Task item >>
Copy each line of the listing where the word "like" can be found.

Task inputs >>
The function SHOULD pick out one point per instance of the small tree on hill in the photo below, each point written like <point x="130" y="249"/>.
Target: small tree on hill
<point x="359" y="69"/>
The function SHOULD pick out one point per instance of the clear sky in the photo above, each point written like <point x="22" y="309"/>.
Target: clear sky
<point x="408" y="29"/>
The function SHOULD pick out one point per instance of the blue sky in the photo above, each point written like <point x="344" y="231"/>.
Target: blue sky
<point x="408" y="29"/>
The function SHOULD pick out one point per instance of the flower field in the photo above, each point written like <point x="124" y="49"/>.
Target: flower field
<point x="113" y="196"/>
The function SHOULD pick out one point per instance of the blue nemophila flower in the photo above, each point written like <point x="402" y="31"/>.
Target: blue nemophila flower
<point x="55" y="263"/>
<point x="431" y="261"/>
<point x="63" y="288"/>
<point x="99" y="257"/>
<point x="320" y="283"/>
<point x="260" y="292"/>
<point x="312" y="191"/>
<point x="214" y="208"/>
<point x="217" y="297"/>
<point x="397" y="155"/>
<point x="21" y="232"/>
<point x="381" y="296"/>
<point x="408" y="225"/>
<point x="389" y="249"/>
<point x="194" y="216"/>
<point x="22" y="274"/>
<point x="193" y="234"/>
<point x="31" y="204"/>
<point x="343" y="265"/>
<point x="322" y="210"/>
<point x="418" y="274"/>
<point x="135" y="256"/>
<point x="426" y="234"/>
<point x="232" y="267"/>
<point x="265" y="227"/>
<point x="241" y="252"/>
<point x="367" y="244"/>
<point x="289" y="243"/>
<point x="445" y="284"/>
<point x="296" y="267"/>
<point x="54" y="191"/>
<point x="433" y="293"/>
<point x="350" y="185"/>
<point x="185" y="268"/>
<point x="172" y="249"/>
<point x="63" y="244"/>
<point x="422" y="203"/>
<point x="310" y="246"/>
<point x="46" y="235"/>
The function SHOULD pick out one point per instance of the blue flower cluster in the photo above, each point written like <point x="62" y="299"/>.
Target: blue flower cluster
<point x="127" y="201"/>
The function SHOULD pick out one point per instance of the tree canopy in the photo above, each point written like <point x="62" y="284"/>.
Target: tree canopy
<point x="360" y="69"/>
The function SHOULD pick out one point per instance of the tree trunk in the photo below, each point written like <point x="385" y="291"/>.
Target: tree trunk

Your solution >>
The function SHOULD pick out one point per instance of the small tree on hill in the photo below, each point written like <point x="130" y="249"/>.
The function SHOULD pick out one point per instance of the clear sky in the photo above, each point written like <point x="22" y="309"/>.
The function SHOULD pick out one point per instance of the blue sky in the photo above, each point written like <point x="344" y="231"/>.
The function SHOULD pick out one point per instance of the flower field in the photo above, each point written like <point x="124" y="49"/>.
The function SHOULD pick out one point per instance of the blue nemophila flower in the photo above, each point written like <point x="402" y="31"/>.
The function SHOULD pick out one point per instance of the blue flower cluster in the photo above, each point written like <point x="62" y="299"/>.
The function SHOULD pick out one point per instance of the tree canopy in the photo above, each point written like <point x="62" y="284"/>.
The function SHOULD pick out one point per instance of the tree trunk in the photo below, each point written like <point x="385" y="291"/>.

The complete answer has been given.